**Instruction**.
Return everything from the line containing "target: <item>bare arm</item>" down to the end of the listing, copied character for character.

┄┄┄┄┄┄┄┄┄┄

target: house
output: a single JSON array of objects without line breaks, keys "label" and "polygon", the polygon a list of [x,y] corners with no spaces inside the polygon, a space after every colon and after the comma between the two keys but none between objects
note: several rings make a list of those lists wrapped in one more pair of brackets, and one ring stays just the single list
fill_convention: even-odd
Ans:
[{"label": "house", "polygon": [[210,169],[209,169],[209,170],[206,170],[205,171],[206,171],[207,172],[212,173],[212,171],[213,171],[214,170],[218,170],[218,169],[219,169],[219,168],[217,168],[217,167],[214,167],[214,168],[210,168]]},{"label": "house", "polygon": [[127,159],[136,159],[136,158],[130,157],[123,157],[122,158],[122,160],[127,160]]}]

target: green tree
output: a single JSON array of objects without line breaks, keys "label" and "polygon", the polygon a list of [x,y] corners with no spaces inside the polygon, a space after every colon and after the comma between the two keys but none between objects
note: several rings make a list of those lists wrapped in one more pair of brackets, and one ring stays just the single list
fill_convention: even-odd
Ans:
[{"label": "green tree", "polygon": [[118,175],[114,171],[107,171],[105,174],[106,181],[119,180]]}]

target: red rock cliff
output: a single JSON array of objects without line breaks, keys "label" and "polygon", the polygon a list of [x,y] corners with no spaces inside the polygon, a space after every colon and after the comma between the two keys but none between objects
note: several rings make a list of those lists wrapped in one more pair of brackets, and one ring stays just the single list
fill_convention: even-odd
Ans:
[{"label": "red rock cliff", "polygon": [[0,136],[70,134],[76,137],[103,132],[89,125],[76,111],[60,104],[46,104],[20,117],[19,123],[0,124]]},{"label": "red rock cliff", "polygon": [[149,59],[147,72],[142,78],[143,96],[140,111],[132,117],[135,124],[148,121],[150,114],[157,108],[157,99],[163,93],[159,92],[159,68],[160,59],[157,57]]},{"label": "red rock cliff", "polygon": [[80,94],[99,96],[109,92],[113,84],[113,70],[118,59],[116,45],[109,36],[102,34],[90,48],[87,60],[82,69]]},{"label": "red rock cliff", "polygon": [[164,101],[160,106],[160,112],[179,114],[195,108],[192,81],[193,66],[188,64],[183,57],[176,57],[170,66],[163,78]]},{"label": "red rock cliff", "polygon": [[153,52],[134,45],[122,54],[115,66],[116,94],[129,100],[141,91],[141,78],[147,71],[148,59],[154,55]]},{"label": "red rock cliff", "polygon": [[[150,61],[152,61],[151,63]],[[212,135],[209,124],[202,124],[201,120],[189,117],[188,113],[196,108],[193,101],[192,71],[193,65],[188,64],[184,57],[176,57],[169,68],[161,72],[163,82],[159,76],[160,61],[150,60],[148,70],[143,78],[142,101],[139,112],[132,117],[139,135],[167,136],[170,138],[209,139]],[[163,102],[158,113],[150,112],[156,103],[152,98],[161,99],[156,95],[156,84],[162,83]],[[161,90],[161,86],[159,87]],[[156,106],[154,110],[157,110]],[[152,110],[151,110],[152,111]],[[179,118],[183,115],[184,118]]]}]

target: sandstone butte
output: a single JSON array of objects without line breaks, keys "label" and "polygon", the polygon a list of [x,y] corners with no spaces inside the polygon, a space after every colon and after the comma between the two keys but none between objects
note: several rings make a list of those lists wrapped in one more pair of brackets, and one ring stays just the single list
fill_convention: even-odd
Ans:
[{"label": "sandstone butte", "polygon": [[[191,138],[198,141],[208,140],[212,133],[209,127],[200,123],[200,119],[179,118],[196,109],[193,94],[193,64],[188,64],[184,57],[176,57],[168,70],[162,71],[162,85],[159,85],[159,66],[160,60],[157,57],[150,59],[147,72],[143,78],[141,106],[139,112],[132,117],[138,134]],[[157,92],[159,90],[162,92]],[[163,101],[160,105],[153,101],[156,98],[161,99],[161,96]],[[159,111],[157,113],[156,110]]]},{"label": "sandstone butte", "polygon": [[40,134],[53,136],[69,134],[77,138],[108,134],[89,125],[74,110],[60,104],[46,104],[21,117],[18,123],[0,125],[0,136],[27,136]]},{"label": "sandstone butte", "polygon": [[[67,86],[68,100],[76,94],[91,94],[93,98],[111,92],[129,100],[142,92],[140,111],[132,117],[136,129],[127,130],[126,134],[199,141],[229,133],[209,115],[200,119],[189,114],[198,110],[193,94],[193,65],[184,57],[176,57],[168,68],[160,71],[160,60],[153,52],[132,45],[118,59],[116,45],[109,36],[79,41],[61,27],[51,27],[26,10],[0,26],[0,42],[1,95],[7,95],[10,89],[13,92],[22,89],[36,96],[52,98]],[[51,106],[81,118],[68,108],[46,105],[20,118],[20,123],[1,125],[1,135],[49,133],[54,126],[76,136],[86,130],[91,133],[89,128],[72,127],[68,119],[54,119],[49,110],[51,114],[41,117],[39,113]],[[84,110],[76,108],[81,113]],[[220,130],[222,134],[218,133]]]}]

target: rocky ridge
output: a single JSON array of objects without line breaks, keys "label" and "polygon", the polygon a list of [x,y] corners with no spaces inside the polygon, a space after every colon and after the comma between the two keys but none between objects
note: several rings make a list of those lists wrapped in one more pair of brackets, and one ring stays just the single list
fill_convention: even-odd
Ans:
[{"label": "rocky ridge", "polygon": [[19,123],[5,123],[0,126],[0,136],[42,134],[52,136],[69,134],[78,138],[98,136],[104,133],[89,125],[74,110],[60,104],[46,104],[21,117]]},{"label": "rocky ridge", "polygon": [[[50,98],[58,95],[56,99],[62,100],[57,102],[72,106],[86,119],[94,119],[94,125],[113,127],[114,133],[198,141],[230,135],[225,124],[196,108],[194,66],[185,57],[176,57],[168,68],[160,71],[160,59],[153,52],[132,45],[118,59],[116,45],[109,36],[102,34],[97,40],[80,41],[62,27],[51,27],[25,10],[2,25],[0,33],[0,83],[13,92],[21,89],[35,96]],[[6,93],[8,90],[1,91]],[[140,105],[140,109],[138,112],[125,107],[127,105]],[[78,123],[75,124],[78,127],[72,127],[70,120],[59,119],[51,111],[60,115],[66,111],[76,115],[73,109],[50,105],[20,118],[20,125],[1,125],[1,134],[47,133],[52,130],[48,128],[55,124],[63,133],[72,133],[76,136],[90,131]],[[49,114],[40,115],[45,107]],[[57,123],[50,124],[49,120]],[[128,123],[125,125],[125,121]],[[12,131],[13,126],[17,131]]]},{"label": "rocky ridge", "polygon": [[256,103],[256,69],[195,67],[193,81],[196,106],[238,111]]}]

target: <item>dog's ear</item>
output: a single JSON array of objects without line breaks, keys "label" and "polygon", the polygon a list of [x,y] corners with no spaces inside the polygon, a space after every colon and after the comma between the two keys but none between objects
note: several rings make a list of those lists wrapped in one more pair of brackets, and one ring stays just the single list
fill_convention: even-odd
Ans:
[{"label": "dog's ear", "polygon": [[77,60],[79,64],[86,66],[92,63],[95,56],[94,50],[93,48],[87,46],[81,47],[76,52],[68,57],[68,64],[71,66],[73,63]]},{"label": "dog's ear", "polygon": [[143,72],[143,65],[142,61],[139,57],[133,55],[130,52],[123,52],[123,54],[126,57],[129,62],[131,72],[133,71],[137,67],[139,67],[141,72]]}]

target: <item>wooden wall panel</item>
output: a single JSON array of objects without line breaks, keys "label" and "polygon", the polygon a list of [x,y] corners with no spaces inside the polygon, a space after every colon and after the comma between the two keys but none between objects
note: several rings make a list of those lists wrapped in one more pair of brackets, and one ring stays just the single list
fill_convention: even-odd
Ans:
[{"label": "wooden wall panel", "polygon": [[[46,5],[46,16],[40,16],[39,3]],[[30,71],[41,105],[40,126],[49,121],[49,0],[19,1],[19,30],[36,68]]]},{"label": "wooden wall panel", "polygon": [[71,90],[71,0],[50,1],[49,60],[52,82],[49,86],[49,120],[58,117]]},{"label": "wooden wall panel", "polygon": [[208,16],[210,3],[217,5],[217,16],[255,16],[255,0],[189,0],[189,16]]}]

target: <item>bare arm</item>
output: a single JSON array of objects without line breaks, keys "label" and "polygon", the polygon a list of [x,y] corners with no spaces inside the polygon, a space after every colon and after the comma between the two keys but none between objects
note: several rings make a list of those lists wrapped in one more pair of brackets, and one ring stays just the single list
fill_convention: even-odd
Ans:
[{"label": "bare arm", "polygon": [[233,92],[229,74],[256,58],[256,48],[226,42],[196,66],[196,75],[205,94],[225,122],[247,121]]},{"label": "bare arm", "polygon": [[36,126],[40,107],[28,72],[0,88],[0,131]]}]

┄┄┄┄┄┄┄┄┄┄

**Answer to the task**.
target: <item>bare arm</item>
output: a single JSON array of objects without line breaks, keys "label" and "polygon", the polygon a list of [x,y] corners with no spaces inside the polygon, a space after every colon and after the comma between the two keys but none between objects
note: several rings make a list of those lists wrapped in one more pair of brackets, and one ring stays just the single list
fill_convention: even-odd
Ans:
[{"label": "bare arm", "polygon": [[233,92],[229,74],[256,58],[256,48],[226,42],[196,66],[196,75],[205,94],[225,122],[247,121]]},{"label": "bare arm", "polygon": [[36,126],[40,107],[28,72],[0,88],[0,131]]}]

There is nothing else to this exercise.